■ **PROVIDED DATA**
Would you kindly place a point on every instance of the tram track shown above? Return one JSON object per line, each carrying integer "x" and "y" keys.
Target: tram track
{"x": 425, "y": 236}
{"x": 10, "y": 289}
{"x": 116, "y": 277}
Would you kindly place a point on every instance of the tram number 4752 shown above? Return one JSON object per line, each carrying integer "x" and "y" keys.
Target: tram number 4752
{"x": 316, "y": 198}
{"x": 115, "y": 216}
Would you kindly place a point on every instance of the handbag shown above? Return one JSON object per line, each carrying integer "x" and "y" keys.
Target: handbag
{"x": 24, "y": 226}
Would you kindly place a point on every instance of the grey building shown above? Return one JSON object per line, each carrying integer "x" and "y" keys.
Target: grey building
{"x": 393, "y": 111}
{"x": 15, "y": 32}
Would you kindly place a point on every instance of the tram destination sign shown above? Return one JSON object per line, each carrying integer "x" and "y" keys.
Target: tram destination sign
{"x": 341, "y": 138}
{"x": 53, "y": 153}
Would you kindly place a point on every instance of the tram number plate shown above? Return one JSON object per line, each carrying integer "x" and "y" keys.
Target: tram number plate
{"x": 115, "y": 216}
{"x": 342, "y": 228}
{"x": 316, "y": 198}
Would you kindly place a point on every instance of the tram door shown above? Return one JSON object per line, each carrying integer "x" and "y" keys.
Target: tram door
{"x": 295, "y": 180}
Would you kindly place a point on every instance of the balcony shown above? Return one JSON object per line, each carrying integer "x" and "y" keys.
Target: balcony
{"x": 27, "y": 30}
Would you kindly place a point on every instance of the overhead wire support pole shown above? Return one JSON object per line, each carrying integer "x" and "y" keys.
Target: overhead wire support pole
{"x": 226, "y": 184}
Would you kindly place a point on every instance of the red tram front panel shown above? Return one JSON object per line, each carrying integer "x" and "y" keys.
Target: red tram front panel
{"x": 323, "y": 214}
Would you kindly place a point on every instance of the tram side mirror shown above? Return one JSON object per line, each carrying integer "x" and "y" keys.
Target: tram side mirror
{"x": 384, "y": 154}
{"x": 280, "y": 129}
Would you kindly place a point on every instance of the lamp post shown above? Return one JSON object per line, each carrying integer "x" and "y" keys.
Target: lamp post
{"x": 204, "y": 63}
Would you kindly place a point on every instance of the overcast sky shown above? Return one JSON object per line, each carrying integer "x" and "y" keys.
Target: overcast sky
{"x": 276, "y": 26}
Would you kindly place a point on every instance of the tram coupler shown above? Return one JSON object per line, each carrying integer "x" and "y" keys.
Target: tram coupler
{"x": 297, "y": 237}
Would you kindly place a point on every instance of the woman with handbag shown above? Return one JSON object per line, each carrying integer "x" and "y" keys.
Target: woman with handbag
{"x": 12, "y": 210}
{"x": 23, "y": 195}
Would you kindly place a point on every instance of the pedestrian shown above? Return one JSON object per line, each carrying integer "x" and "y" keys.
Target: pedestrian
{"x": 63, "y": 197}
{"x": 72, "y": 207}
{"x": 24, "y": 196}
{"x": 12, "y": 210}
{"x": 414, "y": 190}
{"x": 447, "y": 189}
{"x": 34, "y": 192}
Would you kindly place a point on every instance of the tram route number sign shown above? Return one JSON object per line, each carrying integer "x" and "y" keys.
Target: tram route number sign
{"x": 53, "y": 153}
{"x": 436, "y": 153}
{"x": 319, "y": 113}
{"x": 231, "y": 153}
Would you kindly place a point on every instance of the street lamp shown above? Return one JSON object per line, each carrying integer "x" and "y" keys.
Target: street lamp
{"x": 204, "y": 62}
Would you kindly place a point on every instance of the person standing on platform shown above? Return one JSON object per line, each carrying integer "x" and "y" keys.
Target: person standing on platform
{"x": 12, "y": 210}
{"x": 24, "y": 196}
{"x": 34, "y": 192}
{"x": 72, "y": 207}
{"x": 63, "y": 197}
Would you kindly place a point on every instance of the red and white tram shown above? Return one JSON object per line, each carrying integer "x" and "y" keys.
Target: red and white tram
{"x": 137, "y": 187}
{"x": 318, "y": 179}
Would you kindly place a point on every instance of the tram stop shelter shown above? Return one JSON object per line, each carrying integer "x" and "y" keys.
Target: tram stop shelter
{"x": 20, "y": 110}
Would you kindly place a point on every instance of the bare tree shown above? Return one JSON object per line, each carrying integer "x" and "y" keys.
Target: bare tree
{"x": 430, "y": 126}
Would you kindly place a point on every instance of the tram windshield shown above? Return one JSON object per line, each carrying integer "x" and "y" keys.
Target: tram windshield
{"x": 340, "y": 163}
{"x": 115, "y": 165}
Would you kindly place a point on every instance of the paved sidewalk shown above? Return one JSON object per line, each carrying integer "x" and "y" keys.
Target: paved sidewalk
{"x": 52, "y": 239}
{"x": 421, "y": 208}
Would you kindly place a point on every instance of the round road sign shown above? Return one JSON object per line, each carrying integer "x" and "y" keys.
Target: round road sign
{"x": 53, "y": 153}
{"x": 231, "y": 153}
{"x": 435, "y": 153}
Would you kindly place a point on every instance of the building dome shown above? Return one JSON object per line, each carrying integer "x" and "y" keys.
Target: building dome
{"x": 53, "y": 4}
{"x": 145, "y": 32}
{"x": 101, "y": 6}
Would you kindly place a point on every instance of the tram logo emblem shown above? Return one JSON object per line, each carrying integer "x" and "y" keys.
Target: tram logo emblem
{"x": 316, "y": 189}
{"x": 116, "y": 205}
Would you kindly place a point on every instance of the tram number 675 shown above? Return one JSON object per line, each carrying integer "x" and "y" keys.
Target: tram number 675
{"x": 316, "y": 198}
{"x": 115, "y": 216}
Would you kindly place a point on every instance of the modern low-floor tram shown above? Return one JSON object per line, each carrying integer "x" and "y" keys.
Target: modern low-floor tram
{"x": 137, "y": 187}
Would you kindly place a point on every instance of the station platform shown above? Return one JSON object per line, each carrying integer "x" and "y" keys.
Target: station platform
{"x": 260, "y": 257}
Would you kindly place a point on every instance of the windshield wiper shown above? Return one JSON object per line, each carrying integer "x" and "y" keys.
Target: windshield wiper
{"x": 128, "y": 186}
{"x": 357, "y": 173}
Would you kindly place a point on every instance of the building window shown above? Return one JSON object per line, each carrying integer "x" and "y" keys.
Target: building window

■ **WORK TO COMPLETE**
Which lines in the data above hold the string "window"? Show each one.

■ **RESPONSE AREA**
Would you kindly place a point on every instance of the building window shown above? Return one JSON object per line, each carrying integer "x" and "y" keys.
Target: building window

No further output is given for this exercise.